Provided text =>
:::::
Nano-Microsystems for Life Sciences
Healthcare of tomorrow will change dramatically driven by global processes, such as technological advances and the digital revolution. One of the exciting possibilities to establish new patient-care standards relies on the new ultrasensitive diagnostics seamlessly integrated into gadgets, such as point-of-care system, or clinically relevant medical tools to provide maximally personalized assistance and treatment. Our mission is the development of smart miniaturized biosensing devices and systems using nanoscale materials as building blocks and advanced microfluidics to find new routes and parameters that can be employed for the characterization of biomolecules and cells as well as biochemical reactions or processes.
Our interdisciplinary research group is initiated and performed at two institutes: the Institute of Radiopharmaceutical Cancer Research and the Institute of Ion Beam Physics and Materials Research.
:::::
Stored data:
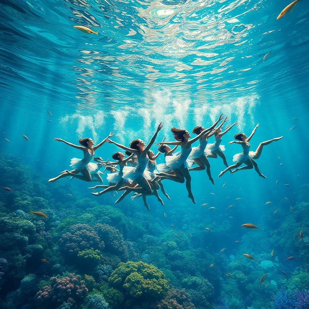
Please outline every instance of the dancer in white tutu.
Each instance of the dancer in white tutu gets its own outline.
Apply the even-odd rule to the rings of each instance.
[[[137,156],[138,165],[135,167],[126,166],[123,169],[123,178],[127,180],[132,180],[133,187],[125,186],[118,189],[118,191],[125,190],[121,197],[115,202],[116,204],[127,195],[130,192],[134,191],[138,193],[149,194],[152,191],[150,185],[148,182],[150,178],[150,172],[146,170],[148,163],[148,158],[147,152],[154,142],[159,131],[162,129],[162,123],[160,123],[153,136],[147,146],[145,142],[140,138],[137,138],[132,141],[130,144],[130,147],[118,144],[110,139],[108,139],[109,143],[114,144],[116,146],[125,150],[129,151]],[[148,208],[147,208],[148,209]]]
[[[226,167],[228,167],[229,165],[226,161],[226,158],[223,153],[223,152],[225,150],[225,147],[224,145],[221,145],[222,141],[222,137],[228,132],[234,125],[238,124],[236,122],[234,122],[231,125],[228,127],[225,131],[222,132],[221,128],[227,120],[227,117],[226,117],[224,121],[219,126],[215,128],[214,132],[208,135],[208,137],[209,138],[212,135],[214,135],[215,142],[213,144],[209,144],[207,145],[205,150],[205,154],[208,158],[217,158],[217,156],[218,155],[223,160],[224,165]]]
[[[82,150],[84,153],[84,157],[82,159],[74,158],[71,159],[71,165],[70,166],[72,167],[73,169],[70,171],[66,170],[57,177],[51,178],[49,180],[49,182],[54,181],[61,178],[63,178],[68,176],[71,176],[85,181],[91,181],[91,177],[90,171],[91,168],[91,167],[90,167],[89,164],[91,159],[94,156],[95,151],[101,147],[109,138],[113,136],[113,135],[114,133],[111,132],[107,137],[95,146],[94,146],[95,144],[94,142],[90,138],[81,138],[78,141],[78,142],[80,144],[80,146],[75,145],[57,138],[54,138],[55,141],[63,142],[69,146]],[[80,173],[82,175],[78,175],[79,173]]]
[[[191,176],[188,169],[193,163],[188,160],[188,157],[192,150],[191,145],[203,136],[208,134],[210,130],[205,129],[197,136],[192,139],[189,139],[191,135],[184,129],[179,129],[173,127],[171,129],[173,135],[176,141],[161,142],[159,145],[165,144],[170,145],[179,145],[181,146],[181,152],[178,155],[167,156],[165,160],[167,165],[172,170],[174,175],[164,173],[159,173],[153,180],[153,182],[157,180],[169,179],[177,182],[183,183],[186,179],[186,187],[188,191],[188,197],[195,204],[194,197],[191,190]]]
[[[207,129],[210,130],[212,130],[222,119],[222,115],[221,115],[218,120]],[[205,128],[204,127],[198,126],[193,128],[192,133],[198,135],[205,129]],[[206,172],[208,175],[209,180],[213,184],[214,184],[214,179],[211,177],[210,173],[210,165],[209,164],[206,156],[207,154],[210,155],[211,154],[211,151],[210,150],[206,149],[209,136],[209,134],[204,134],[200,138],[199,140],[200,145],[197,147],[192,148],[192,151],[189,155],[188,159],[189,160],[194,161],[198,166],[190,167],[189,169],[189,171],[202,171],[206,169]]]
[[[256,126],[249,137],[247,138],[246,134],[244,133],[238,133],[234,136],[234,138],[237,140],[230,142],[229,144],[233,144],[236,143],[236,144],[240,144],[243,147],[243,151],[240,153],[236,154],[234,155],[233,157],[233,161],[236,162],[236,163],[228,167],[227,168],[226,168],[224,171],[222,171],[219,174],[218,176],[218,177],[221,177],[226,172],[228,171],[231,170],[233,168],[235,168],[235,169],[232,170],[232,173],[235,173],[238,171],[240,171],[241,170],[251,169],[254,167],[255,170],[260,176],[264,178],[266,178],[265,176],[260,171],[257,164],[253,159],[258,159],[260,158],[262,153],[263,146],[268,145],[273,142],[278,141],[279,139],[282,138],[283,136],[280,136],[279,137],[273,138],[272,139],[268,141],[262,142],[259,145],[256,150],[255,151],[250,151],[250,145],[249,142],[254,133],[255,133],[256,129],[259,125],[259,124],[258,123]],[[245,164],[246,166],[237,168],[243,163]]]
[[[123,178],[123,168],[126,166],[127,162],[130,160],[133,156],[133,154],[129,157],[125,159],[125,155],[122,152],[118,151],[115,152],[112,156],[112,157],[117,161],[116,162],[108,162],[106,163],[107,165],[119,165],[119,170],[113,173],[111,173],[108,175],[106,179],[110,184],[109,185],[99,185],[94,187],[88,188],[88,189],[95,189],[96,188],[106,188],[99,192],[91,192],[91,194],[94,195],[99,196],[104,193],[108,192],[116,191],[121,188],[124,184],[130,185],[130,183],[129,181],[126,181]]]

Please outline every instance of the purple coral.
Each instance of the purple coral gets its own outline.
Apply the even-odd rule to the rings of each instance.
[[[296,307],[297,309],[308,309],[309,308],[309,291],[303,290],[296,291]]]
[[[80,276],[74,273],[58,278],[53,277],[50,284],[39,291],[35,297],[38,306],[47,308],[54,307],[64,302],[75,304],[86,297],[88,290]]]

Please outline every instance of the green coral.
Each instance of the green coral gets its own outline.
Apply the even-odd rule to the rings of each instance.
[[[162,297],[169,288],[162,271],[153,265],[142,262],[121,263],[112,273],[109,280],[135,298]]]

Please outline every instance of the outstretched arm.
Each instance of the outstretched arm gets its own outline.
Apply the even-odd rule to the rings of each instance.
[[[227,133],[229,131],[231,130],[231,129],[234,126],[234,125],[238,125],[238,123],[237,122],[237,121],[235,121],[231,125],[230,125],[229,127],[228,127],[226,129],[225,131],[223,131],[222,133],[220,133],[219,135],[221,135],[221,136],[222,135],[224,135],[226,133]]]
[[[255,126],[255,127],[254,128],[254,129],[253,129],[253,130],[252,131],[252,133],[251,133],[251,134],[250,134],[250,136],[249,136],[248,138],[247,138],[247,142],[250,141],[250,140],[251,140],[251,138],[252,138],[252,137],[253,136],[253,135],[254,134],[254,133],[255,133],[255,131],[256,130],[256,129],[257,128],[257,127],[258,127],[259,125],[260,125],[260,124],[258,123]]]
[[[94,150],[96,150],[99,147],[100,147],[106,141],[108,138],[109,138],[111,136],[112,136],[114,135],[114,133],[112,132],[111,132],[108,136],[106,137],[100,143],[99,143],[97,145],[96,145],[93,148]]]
:::::
Using the information =>
1/ In the text on nano-microsystems for life sciences, what does it say will drive the dramatic change in tomorrow's healthcare? Answer in one to three sentences.
2/ Continue the text on nano-microsystems for life sciences from the end of its last sentence.
These records come from a different source than the text.

Your responses =>
1/ Global processes will drive the change. The text names technological advances and the digital revolution as examples.

2/
Involved departments and internal cooperations:
Projects and support
- DFG project: Lab-on-chip systems for multiplexed and multiparametric biochemical assays
- DFG SPP 1726 project: Artificial nanomachines in external potentials
- Else-Kröner-Fresenius Center for Digital Health project: Smart catheters for in-vivo monitoring of blood parameters
- Our group is supported by the High Potential Program at the Helmholtz-Zentrum Dresden-Rossendorf especially by the Institute of Radiopharmaceutical Cancer Research and the Institute of Ion Beam Physics and Materials Research
News & Events
--- 2021 ---
- We are happy to welcome Dr. Željko Janićijević to join us as PostDoc since 1th of April 2021.
- Our article 'Impact of surface charge on the motion of light-activated Janus micromotors' by Tao Huang, et al., has been accepted in The European Physical Journal E. In this paper, we investigated the dependence of the motility on the ζ-potential of the underlying substrate. The direction of the motion could be inverted by changing the sign of the motor’s zeta potential. The velocity of these micromotors can be further tuned by varying the boundary’s physicochemical properties that they are close to. Congratulations!
- Our article ‘Coexistence of fluorescent Escherichia coli strains in millifluidic droplets reactors’ by Xinne Zhao, Rico Illing et al., has been accepted in Lab-on–a-Chip. Congratulations!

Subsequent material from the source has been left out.